_Instructions for the task:_ Show every line of the items below that contains the word "with".

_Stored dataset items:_
-- start --

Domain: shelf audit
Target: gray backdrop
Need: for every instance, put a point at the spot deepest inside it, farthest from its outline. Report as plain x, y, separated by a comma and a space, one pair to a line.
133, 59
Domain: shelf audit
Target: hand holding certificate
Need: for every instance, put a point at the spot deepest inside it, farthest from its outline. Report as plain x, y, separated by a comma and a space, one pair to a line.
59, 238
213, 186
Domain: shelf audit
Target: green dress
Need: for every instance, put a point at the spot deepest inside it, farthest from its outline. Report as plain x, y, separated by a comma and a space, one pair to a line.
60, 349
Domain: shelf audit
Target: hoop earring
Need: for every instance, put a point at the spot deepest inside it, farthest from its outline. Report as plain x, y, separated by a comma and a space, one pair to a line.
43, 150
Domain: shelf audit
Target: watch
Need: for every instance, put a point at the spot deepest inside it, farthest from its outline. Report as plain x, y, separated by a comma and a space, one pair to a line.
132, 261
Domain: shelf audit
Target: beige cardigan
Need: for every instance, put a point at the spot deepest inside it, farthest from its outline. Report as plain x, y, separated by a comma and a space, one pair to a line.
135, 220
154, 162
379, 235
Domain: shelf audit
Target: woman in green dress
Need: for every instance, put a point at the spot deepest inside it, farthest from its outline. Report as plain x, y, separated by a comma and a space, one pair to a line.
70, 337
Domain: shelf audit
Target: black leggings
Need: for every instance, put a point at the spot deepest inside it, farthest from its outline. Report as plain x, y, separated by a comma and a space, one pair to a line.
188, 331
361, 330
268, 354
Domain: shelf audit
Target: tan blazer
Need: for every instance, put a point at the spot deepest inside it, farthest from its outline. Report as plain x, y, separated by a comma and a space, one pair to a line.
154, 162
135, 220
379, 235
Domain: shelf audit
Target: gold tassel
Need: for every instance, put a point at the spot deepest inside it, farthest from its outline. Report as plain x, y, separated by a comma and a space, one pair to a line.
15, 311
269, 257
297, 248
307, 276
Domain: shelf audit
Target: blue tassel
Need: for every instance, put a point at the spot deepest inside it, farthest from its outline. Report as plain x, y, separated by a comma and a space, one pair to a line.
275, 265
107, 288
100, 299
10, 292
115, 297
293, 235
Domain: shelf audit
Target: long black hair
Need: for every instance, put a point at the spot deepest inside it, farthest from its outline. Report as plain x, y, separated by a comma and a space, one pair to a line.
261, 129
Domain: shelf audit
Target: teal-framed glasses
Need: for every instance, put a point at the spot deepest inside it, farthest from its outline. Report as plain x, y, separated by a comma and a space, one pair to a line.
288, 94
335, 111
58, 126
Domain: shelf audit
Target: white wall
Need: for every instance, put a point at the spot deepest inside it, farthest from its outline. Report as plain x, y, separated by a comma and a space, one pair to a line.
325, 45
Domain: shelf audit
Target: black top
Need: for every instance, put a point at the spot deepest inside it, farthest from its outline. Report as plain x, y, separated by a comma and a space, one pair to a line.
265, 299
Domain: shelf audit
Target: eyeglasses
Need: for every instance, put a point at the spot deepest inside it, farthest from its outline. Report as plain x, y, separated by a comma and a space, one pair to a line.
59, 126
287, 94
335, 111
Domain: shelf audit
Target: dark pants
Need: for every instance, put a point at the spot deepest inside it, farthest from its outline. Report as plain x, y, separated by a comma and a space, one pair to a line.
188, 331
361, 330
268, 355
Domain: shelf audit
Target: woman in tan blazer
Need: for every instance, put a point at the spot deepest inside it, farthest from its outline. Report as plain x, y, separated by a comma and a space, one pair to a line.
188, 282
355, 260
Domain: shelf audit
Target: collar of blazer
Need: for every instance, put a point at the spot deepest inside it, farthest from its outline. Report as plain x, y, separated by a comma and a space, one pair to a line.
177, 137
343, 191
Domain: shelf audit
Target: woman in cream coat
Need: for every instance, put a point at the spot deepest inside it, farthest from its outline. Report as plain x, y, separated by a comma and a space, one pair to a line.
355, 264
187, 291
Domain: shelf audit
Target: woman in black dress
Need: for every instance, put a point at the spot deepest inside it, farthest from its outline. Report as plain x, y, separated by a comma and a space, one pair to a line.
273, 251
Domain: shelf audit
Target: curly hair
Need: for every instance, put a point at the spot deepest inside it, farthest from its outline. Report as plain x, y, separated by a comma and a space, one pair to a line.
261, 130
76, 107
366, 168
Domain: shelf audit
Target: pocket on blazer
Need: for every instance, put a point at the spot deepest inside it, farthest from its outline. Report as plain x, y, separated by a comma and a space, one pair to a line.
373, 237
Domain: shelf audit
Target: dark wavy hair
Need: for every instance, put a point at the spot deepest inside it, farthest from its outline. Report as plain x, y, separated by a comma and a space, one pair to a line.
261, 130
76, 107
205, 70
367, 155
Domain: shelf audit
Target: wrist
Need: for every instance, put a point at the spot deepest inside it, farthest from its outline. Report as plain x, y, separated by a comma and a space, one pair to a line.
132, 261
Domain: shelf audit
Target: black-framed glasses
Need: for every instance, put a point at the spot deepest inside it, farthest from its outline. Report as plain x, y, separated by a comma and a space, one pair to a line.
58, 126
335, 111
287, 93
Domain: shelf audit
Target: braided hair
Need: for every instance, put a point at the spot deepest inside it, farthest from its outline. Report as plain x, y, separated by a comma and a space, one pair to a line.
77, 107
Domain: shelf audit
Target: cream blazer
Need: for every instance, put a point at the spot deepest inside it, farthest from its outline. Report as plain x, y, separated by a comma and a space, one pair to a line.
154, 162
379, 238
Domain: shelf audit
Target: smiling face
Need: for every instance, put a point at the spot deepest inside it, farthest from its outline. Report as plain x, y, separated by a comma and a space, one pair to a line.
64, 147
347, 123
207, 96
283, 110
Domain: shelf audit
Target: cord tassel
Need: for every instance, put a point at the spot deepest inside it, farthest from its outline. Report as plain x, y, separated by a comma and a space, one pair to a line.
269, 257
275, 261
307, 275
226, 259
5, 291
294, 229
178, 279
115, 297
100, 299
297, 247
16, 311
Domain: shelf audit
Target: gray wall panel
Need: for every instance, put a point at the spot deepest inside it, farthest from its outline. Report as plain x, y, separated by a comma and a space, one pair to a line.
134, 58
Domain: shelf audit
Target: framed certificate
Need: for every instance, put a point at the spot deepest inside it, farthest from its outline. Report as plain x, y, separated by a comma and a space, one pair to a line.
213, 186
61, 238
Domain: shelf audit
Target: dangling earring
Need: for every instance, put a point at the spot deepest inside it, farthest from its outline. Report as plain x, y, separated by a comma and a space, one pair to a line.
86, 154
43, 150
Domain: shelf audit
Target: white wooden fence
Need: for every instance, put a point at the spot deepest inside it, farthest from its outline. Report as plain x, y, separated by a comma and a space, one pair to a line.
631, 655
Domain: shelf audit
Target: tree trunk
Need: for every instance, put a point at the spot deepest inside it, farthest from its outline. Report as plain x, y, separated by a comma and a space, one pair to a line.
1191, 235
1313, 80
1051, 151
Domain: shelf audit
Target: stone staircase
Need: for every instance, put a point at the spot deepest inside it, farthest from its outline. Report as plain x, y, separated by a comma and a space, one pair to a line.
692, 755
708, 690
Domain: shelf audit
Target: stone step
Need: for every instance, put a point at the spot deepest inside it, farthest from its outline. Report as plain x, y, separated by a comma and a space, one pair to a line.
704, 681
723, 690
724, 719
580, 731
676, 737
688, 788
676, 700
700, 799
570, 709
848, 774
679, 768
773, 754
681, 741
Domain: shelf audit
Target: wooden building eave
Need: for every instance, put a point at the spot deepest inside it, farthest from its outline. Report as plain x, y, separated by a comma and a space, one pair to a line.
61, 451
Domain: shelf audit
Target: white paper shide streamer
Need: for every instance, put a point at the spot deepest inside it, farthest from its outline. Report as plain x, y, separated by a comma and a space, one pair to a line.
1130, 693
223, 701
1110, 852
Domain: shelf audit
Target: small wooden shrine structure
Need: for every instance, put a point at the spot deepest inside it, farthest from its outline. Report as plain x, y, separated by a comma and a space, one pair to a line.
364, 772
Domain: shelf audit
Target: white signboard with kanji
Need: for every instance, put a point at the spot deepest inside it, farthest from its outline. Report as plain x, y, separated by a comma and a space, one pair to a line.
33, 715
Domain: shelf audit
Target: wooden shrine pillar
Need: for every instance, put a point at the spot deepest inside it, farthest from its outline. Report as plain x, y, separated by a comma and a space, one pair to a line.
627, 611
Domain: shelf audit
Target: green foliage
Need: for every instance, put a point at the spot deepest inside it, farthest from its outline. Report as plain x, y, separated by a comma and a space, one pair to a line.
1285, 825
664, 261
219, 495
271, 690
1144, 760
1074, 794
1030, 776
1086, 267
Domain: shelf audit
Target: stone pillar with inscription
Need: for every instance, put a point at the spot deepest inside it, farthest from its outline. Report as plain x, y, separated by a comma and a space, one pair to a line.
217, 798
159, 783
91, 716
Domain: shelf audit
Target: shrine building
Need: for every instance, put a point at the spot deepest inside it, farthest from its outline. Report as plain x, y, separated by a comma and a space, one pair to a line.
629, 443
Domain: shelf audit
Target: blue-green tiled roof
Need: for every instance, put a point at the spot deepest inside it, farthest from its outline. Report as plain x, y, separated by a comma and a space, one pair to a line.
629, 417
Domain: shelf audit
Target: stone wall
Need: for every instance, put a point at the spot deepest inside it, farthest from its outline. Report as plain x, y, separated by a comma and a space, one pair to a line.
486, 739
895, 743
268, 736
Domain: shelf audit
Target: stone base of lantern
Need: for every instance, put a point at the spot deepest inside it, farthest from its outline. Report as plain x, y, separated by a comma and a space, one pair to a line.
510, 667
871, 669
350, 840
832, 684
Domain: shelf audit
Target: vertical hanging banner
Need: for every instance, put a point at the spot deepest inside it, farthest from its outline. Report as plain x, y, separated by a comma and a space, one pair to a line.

-- end --

_Solved problem:_
Target: white signboard with kanji
Target: stone pillar with inscription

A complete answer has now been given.